- **DO WYKONANIA**:
1. Oceń, czy stwierdzenia (a), (b) i (c) są zgodne z tekstem o wrocławskiej klinice hematologii. Przy każdym odpowiedz „tak” lub „nie” i przytocz dosłownie rozstrzygający fragment.
(a) NFZ zalega szpitalowi 4 mln zł.
(b) W klinice leczą się dzieci z całej południowo-zachodniej Polski.
(c) Prof. Alicja Chybicka zamierza wstrzymać przyjęcia zgodnie z poleceniem dyrekcji.
2. Kontynuuj tekst o wrocławskiej klinice hematologii, zaczynając po jego ostatnim zdaniu.

- **TEKST ŹRÓDŁOWY**:

☆ ☆ ☆

Dyrekcja wrocławskiego szpitala klinicznego nakazała klinice hematologii we Wrocławiu wstrzymanie przyjmowania dzieci chorych na raka. W kasie placówki brakuje 4 mln zł. Leczą się tam maluchy chore na białaczkę z całej południowo-zachodniej Polski. NFZ zalega szpitalowi, któremu podlega klinika, 19 mln zł. Szefowa kliniki hematologii zapowiada, że nie zastosuje się do zaleceń przełożonych.

Szefowa kliniki prof. Alicja Chybicka zapowiada, że nie wstrzyma przyjęć. Nie mogę tego zrobić, bo skażę na śmierć dzieci, które mają rozpocząć procedury. Te dzieci, które tutaj trafiają, to są dzieci, które walczą o swoje życie. Nie widzę osobiście takiej możliwości, żebym mogła cokolwiek wstrzymać. Nikt, kto nie jest matką i ojcem, komu jego dziecko nie umierało na rękach, nie wie jakie to straszne. Jeśli taki jest wyrok boski, że dziecko musi ten świat opuścić, to trudno. Natomiast, jeżeli jest to brak pieniędzy, nieudolność urzędników, czy jakiekolwiek inne okoliczności, to jest naprawdę straszne - mówi prof. Chybicka.

☆ ☆ ☆

- **ZAPISANE DANE**:

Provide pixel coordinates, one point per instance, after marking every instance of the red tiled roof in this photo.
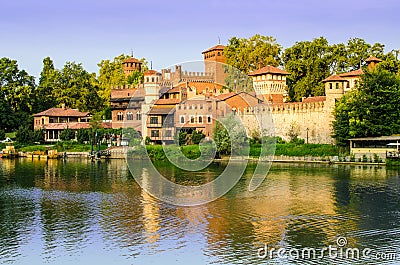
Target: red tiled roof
(167, 101)
(269, 69)
(73, 125)
(273, 98)
(372, 59)
(216, 47)
(132, 60)
(160, 111)
(150, 72)
(314, 99)
(357, 72)
(333, 78)
(61, 112)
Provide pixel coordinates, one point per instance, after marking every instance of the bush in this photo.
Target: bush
(83, 135)
(197, 136)
(24, 135)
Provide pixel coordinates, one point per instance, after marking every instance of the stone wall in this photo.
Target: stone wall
(297, 117)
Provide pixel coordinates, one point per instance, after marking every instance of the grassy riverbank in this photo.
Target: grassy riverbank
(67, 146)
(156, 152)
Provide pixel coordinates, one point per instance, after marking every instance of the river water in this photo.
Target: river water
(83, 212)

☆ ☆ ☆

- **OCZEKIWANE ODPOWIEDZI**:
1.
(a) Nie: „NFZ zalega szpitalowi, któremu podlega klinika, 19 mln zł.”
(b) Tak: „Leczą się tam maluchy chore na białaczkę z całej południowo-zachodniej Polski.”
(c) Nie: „Szefowa kliniki prof. Alicja Chybicka zapowiada, że nie wstrzyma przyjęć.”

2.
Jesteśmy jedyną taką kliniką w Polsce południowo-zachodniej. W przeciągu doby przyjęliśmy 10 nowych dzieci - mówiła profesor. Podkreśliła, że jeśli nie znajdą się pieniądze na leczenie, zwróci się o pomoc do społeczeństwa.

Do wrocławskiej kliniki miało zostać przyjętych kolejnych 10 dzieci. Wśród nich 3-letni Piotruś, który czeka na przeszczep szpiku.

Przeszliśmy wszystkie pięć bloków chemioterapii, bo Piotruś ma białaczkę szpikową. Już tyle miesięcy leczenia. Mam nadzieję, że wszystko będzie dobrze, że nas nie odeślą do domu i będzie wszystko dobrze. Takie dzieci nie mogą czekać, takie malutkie. Przesunięcie przeszczepu łączy się tym, że dodatkowa chemia jest podawana tym dzieciom. Nasz Piotruś bardzo ciężko poprzechodził wszystkie bloki. Nie wyobrażam sobie, że miałby kolejne chemię przechodził - mówi mama Piotrusia.

Jak mówi Andrzej Zdeb, dyrektor Samodzielnego Publicznego Szpitala Klinicznego, któremu klinika podlega w szpitalu zaczyna być dziura w zasadzie nie do pokrycia. Brakuje pieniędzy m.in. na zapłatę czy zakup środków medycznych, czy opłatę za media.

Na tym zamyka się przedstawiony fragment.